[[ Data listing, beginning ]]

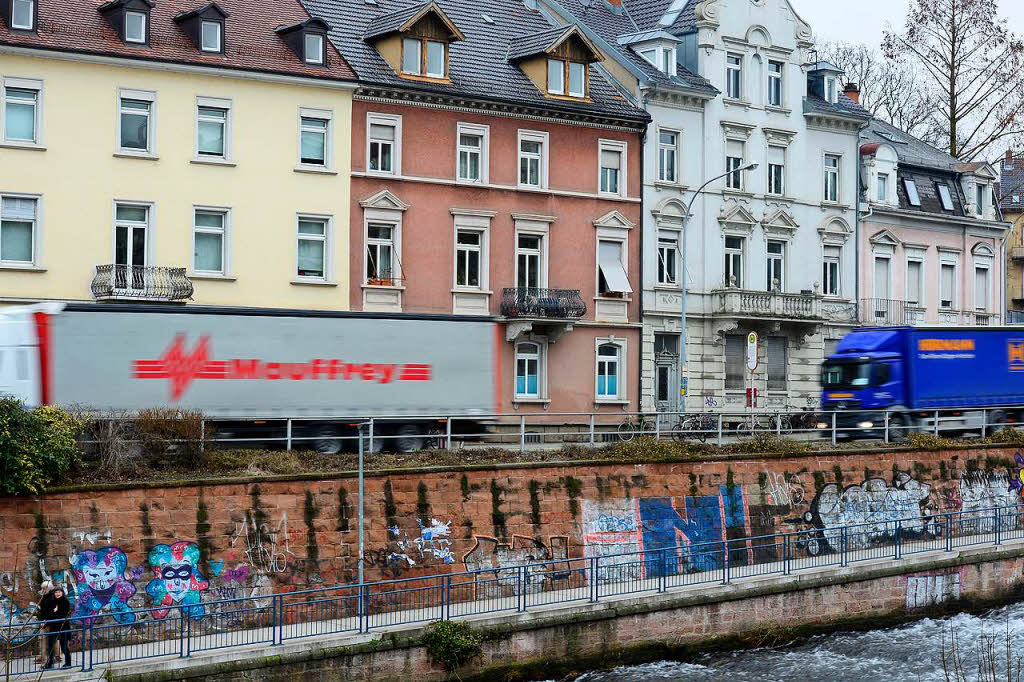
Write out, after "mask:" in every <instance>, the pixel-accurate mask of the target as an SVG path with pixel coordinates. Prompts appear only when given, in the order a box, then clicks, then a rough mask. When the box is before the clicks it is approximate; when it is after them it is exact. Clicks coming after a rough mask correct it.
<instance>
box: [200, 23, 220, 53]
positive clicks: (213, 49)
mask: <svg viewBox="0 0 1024 682" xmlns="http://www.w3.org/2000/svg"><path fill="white" fill-rule="evenodd" d="M222 27H223V25H222V24H221V23H220V22H203V27H202V30H201V32H200V34H201V36H202V41H201V42H200V49H201V50H203V51H204V52H220V51H221V49H222V48H221V44H222V43H223V40H222V39H221V35H220V34H221V30H222Z"/></svg>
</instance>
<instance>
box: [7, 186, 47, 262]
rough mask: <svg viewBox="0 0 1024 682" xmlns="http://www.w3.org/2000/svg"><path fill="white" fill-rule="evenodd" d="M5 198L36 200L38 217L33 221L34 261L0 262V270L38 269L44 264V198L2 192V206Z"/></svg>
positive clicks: (9, 192) (32, 244)
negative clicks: (6, 269) (41, 264)
mask: <svg viewBox="0 0 1024 682" xmlns="http://www.w3.org/2000/svg"><path fill="white" fill-rule="evenodd" d="M4 198H6V199H32V200H34V201H35V202H36V217H35V218H34V219H33V221H32V260H31V261H25V260H0V269H18V268H27V269H34V268H38V267H40V265H41V262H42V246H43V244H42V223H43V196H42V195H33V194H25V193H18V191H0V204H2V200H3V199H4ZM0 211H2V208H0ZM0 215H2V214H0ZM18 220H20V218H18Z"/></svg>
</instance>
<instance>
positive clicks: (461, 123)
mask: <svg viewBox="0 0 1024 682" xmlns="http://www.w3.org/2000/svg"><path fill="white" fill-rule="evenodd" d="M307 5H308V6H310V8H314V9H315V11H317V12H321V13H322V15H324V16H325V17H326V18H327V19H328V22H329V23H330V25H331V27H332V28H331V34H330V35H331V38H332V40H333V42H334V43H335V45H336V46H337V47H338V48H339V49H340V50H341V52H342V53H343V54H344V56H345V57H346V59H347V60H348V61H349V63H350V65H351V66H352V68H353V69H354V70H355V71H356V74H357V76H358V78H359V80H360V82H361V87H360V89H359V90H358V91H357V94H356V98H355V101H354V104H353V112H352V115H353V127H352V173H351V174H352V206H351V216H350V219H351V225H352V227H351V232H350V239H351V244H350V247H351V250H352V251H351V271H350V275H351V289H350V291H351V294H350V295H351V301H350V303H351V308H352V309H353V310H366V311H386V312H390V313H414V314H423V313H430V314H441V315H459V316H468V318H472V319H479V318H480V317H481V316H482V317H487V318H493V319H495V321H496V325H495V343H496V345H497V348H498V351H497V353H496V360H495V373H496V376H497V377H498V378H499V379H498V381H496V395H495V396H494V403H493V406H481V408H483V409H486V411H488V412H489V411H497V412H501V413H514V412H518V413H519V414H522V413H547V414H548V415H554V414H555V413H568V412H572V413H588V412H606V413H609V417H608V421H611V420H612V419H614V420H617V421H622V420H623V412H624V411H631V410H637V408H638V404H639V395H638V393H639V356H640V303H639V297H637V296H636V295H635V294H634V292H636V291H639V289H638V288H639V283H640V229H639V228H638V227H637V225H638V224H639V223H640V220H641V213H640V210H641V202H640V194H641V155H642V152H641V150H642V135H643V131H644V129H645V127H646V122H647V116H646V114H644V113H643V112H642V111H641V110H639V109H637V108H636V106H635V105H634V104H633V103H632V100H631V99H630V98H629V96H628V95H627V94H624V93H622V92H620V91H618V90H617V89H616V88H615V87H614V86H613V85H612V82H611V81H610V79H606V78H605V76H604V75H603V71H602V70H601V69H600V67H599V62H600V60H601V56H600V55H599V53H598V52H597V50H596V49H595V47H594V46H593V45H592V44H591V43H590V42H589V41H588V40H587V38H586V37H584V35H583V34H582V33H581V32H580V31H579V29H575V28H571V27H560V28H553V27H552V26H550V25H549V23H548V20H547V19H546V18H545V16H544V15H543V14H541V13H539V12H536V11H531V10H530V9H528V8H527V7H526V6H525V5H523V4H519V3H515V2H504V1H502V2H499V1H496V0H483V1H482V2H479V1H477V2H472V3H470V2H464V1H460V2H445V1H441V2H427V3H415V4H410V3H408V2H401V1H397V2H396V1H395V0H376V1H375V2H373V3H368V2H366V1H365V0H309V1H308V2H307ZM430 342H431V341H430V339H423V343H430ZM477 350H479V349H474V348H469V347H467V348H466V352H467V353H472V352H475V351H477ZM487 379H488V380H489V378H487ZM552 420H554V421H563V420H564V421H571V420H570V419H567V418H562V417H554V416H552Z"/></svg>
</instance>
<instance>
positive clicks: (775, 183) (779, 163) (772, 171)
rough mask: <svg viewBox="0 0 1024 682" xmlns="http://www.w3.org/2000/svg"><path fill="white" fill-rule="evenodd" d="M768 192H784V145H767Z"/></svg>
mask: <svg viewBox="0 0 1024 682" xmlns="http://www.w3.org/2000/svg"><path fill="white" fill-rule="evenodd" d="M768 194H769V195H776V196H782V195H784V194H785V147H783V146H769V147H768Z"/></svg>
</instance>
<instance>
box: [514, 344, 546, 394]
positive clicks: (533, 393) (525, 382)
mask: <svg viewBox="0 0 1024 682" xmlns="http://www.w3.org/2000/svg"><path fill="white" fill-rule="evenodd" d="M515 396H516V398H526V399H540V397H541V344H539V343H532V342H528V341H523V342H520V343H518V344H516V347H515Z"/></svg>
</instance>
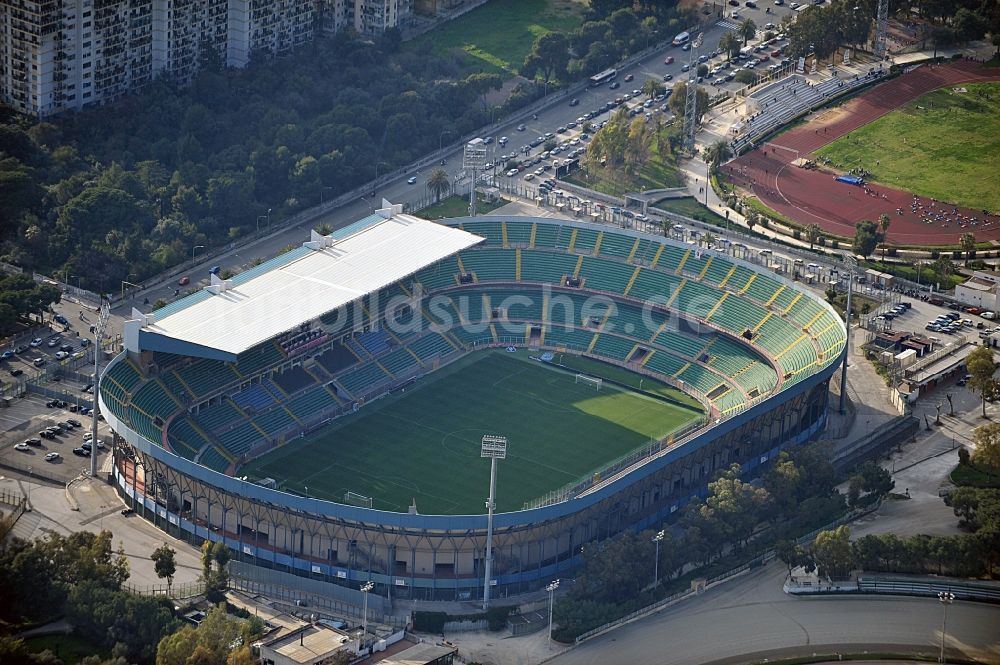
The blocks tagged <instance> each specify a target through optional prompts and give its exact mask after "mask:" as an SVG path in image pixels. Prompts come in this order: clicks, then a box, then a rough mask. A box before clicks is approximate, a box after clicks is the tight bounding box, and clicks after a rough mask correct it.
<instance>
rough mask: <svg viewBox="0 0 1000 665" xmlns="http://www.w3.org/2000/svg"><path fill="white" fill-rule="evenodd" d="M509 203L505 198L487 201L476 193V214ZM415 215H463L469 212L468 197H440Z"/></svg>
mask: <svg viewBox="0 0 1000 665" xmlns="http://www.w3.org/2000/svg"><path fill="white" fill-rule="evenodd" d="M507 203H509V201H507V200H506V199H500V200H498V201H492V202H490V201H487V200H486V199H485V197H483V195H482V194H479V193H476V214H478V215H486V214H489V213H490V212H491V211H493V210H496V209H497V208H499V207H501V206H503V205H506V204H507ZM414 214H415V215H416V216H417V217H423V218H424V219H448V218H449V217H465V216H466V215H468V214H469V197H468V196H457V195H455V194H452V195H451V196H449V197H447V198H443V199H441V201H440V202H439V203H434V204H431V205H429V206H427V207H426V208H424V209H423V210H418V211H416V212H415V213H414Z"/></svg>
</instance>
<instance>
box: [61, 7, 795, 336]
mask: <svg viewBox="0 0 1000 665" xmlns="http://www.w3.org/2000/svg"><path fill="white" fill-rule="evenodd" d="M744 4H745V3H743V2H741V5H744ZM757 5H758V8H756V9H752V8H747V7H745V6H741V7H739V8H738V11H739V14H740V17H739V19H733V18H731V17H729V15H730V13H731V12H732V11H734V10H737V8H736V7H732V6H730V5H726V11H725V14H726V18H725V19H722V20H720V21H718V22H716V23H714V24H712V25H711V26H709V27H706V28H705V29H704V31H703V33H704V38H703V48H702V49H701V51H699V53H702V52H706V53H707V52H711V51H714V50H715V49H716V47H717V45H718V43H719V39H720V38H721V37H722V35H723V33H725V32H727V31H730V30H733V29H734V28H735V26H736V23H737V22H738V20H740V19H742V18H751V19H753V20H754V22H755V23H756V24H757V25H758V27H760V28H763V26H764V25H765V24H766V23H768V22H772V23H775V24H778V23H780V21H781V19H782V18H783V17H784V16H786V15H789V14H790V13H792V10H790V9H789V8H788V7H787V6H776V5H774V2H773V0H761V1H760V2H758V3H757ZM767 7H770V9H771V12H770V13H765V9H766V8H767ZM668 55H672V56H674V62H673V63H672V64H670V65H666V64H664V59H665V58H666V56H668ZM688 55H689V53H688V52H685V51H682V50H681V49H680V48H678V47H674V46H671V45H670V44H669V42H667V43H665V44H664V45H663V46H662V47H660V48H658V49H654V50H653V51H651V52H650V53H649V54H648V55H646V56H645V57H643V58H640V59H638V60H636V61H635V62H633V63H632V64H630V65H628V66H625V67H621V68H619V74H618V79H617V80H618V81H619V82H621V87H620V88H618V89H616V90H611V89H609V88H608V85H604V86H601V87H596V88H587V89H584V90H580V91H578V92H575V93H573V94H572V95H570V96H566V95H565V94H564V93H559V94H555V95H553V102H552V103H551V104H550V105H548V106H546V107H545V108H543V109H541V110H539V111H538V112H537V113H535V114H532V113H525V114H522V115H516V116H513V117H511V118H509V119H507V120H505V121H504V122H503V123H498V124H497V125H494V126H490V127H484V128H483V130H482V132H481V133H482V135H483V136H493V137H496V138H498V137H500V136H507V137H508V138H509V143H508V144H507V145H506V146H503V147H499V146H498V145H497V143H496V142H495V141H494V143H493V144H492V146H493V147H495V148H496V149H497V152H496V154H497V155H499V154H503V153H504V152H506V153H508V154H509V153H511V152H518V151H519V150H521V149H522V148H523V147H524V146H525V145H527V144H528V143H529V142H530V141H532V140H533V139H535V138H536V137H538V136H544V135H545V134H546V133H550V132H551V133H555V131H556V129H557V128H558V127H560V126H565V125H567V124H569V123H570V122H573V121H575V120H576V119H577V118H578V117H579V116H581V115H583V113H584V112H585V111H593V110H596V109H597V108H598V107H600V106H602V105H604V104H605V103H606V102H607V101H609V100H611V99H614V98H615V97H618V96H621V95H623V94H625V93H626V92H628V93H630V92H631V91H632V90H633V89H636V88H641V87H642V83H643V82H644V81H645V80H646V79H647V78H655V79H656V80H658V81H662V80H663V76H664V74H671V75H672V76H673V77H674V80H675V81H676V80H677V79H678V77H679V76H680V75H681V74H682V73H683V72H682V71H681V69H682V67H683V65H684V63H686V62H687V61H688ZM721 60H722V58H721V57H719V58H716V59H715V61H716V62H721ZM629 75H631V76H632V77H633V81H630V82H625V81H624V78H625V77H626V76H629ZM571 98H576V99H579V104H578V105H575V106H570V105H569V101H570V99H571ZM606 118H607V115H606V114H605V115H604V116H603V118H598V119H599V120H600V119H606ZM522 124H523V125H524V126H525V130H524V131H520V132H519V131H517V127H518V126H519V125H522ZM445 136H447V134H445ZM557 136H563V135H557ZM567 136H569V135H567ZM463 145H464V144H456V145H454V146H453V148H454V150H452V151H451V152H449V153H448V154H447V155H445V156H444V159H443V162H444V164H443V165H441V164H440V160H438V161H435V160H427V159H422V160H418V163H421V164H422V163H425V162H428V161H429V163H430V165H429V166H427V167H421V168H419V169H416V170H414V169H408V170H406V171H405V172H401V173H400V175H399V177H397V178H396V179H395V180H393V181H391V182H388V183H383V184H382V185H381V186H380V187H379V188H378V190H377V192H376V196H375V200H374V201H373V200H372V198H371V197H370V195H369V196H368V197H367V198H361V197H359V198H357V199H354V200H352V201H351V202H349V203H347V204H345V205H343V206H341V207H339V208H336V209H333V210H330V211H328V212H327V213H325V214H324V215H322V216H321V217H319V218H318V219H313V220H310V221H309V222H308V223H302V224H298V225H295V226H290V227H286V228H284V229H282V231H281V232H279V233H275V234H271V235H269V236H267V237H265V238H262V239H260V240H257V241H254V242H251V243H248V244H245V245H242V246H239V247H235V248H233V249H232V250H230V251H229V252H227V253H225V254H224V255H223V256H216V257H214V258H212V259H210V260H206V262H205V263H204V264H203V265H201V266H198V267H196V268H195V269H193V270H192V271H191V272H190V273H189V274H188V276H189V277H190V280H191V284H190V285H188V286H186V287H180V286H179V285H178V284H177V283H176V280H175V279H171V280H169V281H164V282H163V283H160V284H157V285H155V286H151V287H150V288H147V289H146V290H144V291H141V292H140V293H138V294H137V296H136V298H135V299H133V300H131V301H129V302H127V303H126V304H125V305H123V306H120V307H119V308H118V309H117V311H116V313H118V314H128V312H130V311H131V308H132V307H133V306H134V307H138V308H140V309H143V310H144V311H149V310H150V309H151V307H150V306H151V304H152V303H155V302H156V301H157V300H159V299H164V300H167V301H169V300H172V299H173V298H175V297H176V295H175V292H176V291H177V290H178V289H180V291H181V292H184V291H186V290H188V289H190V288H197V287H198V286H201V285H204V284H207V283H208V269H209V268H210V267H212V266H215V265H218V266H220V267H221V268H222V269H232V270H239V269H241V268H242V267H243V266H245V265H246V264H248V263H249V262H250V261H252V260H254V259H256V258H268V257H271V256H274V255H275V254H277V253H278V252H280V251H281V250H282V249H283V248H285V247H287V246H288V245H289V244H298V243H300V242H302V241H304V240H306V239H307V237H306V236H307V235H308V231H309V229H310V228H315V227H316V226H319V225H321V224H328V225H329V226H331V227H332V228H339V227H341V226H344V225H346V224H349V223H351V222H353V221H355V220H357V219H360V218H361V217H364V216H365V215H368V214H370V212H371V210H372V209H373V208H376V207H378V204H379V203H380V202H381V201H382V199H383V198H384V199H387V200H389V201H391V202H393V203H404V204H412V203H414V202H417V201H419V200H422V199H425V198H426V196H427V190H426V181H427V177H428V176H429V174H430V173H431V172H432V171H433V170H435V169H437V168H443V169H445V170H446V171H447V172H448V173H449V174H451V175H455V174H458V173H459V172H461V170H462V148H463ZM414 177H415V182H414V183H413V184H409V182H408V180H409V179H410V178H414ZM147 300H148V304H147V303H146V301H147ZM67 310H68V311H72V315H73V316H76V310H75V309H72V308H67ZM71 318H72V317H71Z"/></svg>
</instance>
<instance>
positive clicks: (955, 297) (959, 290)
mask: <svg viewBox="0 0 1000 665" xmlns="http://www.w3.org/2000/svg"><path fill="white" fill-rule="evenodd" d="M998 290H1000V272H994V271H992V270H976V271H974V272H973V273H972V277H970V278H969V280H968V281H967V282H965V283H964V284H959V285H958V286H956V287H955V298H956V299H957V300H959V301H960V302H963V303H965V304H966V305H972V306H973V307H978V308H980V309H985V310H989V311H992V312H995V311H997V309H998V307H1000V303H998V301H997V292H998Z"/></svg>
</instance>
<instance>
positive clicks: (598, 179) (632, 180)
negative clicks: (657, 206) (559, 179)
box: [566, 127, 684, 196]
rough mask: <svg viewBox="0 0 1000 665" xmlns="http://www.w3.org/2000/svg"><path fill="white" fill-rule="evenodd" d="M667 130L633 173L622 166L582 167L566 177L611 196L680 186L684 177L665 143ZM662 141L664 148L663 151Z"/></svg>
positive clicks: (571, 181) (573, 180)
mask: <svg viewBox="0 0 1000 665" xmlns="http://www.w3.org/2000/svg"><path fill="white" fill-rule="evenodd" d="M669 132H670V130H669V128H666V127H664V128H663V130H662V131H661V132H660V134H659V136H658V137H657V139H656V140H655V141H654V142H653V145H652V146H651V147H650V157H649V160H648V161H647V162H646V163H645V164H643V165H642V166H641V167H640V168H639V170H638V171H637V172H636V173H634V174H629V173H626V172H625V169H623V168H618V167H615V168H597V169H594V170H588V169H586V168H583V169H581V170H580V171H578V172H577V174H575V175H574V176H573V177H571V178H567V179H566V180H568V181H569V182H573V183H576V184H578V185H580V186H581V187H589V188H590V189H593V190H594V191H597V192H601V193H602V194H608V195H611V196H621V195H623V194H624V193H625V192H641V191H645V190H647V189H664V188H671V187H683V186H684V176H682V175H681V172H680V171H679V170H678V169H677V157H676V156H675V155H673V154H671V153H670V149H669V144H668V143H667V136H668V134H669ZM661 144H662V145H663V148H664V149H663V152H662V153H661V151H660V145H661Z"/></svg>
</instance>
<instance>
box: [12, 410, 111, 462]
mask: <svg viewBox="0 0 1000 665" xmlns="http://www.w3.org/2000/svg"><path fill="white" fill-rule="evenodd" d="M54 401H55V400H54V399H53V398H51V397H44V396H41V395H37V394H33V393H29V394H27V395H26V396H24V397H20V398H15V399H12V400H10V402H9V404H10V405H9V406H8V407H7V408H5V409H0V427H2V428H3V431H2V433H0V462H2V463H3V464H4V465H5V466H7V467H8V468H10V469H12V470H16V471H19V472H21V473H23V474H26V475H28V474H30V475H36V476H42V477H45V478H48V479H49V480H53V481H57V482H68V481H69V480H71V479H73V478H74V477H76V476H78V475H79V474H80V472H81V470H83V469H84V468H86V469H89V468H90V457H89V455H84V454H82V453H79V452H78V453H74V450H82V449H83V448H85V446H84V444H85V443H87V438H88V437H89V433H90V430H91V423H92V420H91V418H90V416H89V415H83V414H81V413H79V411H77V412H73V411H70V410H69V408H68V407H69V406H70V405H69V404H68V403H67V405H66V406H67V408H61V407H59V406H56V405H54V404H53V402H54ZM50 404H53V406H48V405H50ZM59 423H63V426H60V425H59ZM75 423H79V425H80V426H79V427H76V426H74V424H75ZM46 428H52V429H51V430H50V431H51V432H52V433H51V434H46V435H43V434H42V432H45V431H46ZM109 436H110V435H109V432H108V430H107V426H106V425H105V424H104V423H100V427H99V430H98V438H99V439H101V440H107V439H108V438H109ZM94 448H95V447H94V446H91V449H92V450H93V449H94ZM106 450H107V449H106V448H104V449H102V448H97V450H96V454H97V455H98V458H99V459H98V464H99V465H100V463H101V460H100V457H101V456H103V455H104V454H105V452H106ZM53 453H55V454H56V455H53ZM47 456H51V459H47ZM29 467H30V471H29V470H28V469H29Z"/></svg>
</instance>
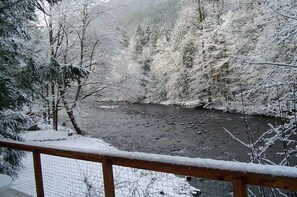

[[ Data listing, end ]]

_Activity_
Copy everything from the line containing "130L633 173L622 166L582" down to the line containing "positive clicks: (571, 181) (573, 180)", swapping "rough mask" for "coarse mask" and leaving the rest untouched.

_Solution to this problem_
coarse mask: <svg viewBox="0 0 1000 665" xmlns="http://www.w3.org/2000/svg"><path fill="white" fill-rule="evenodd" d="M667 130L633 173L622 166L582 167L566 177L611 196L680 186L684 177L665 143ZM662 141L664 148L663 151Z"/></svg>
positive clicks: (571, 181) (573, 180)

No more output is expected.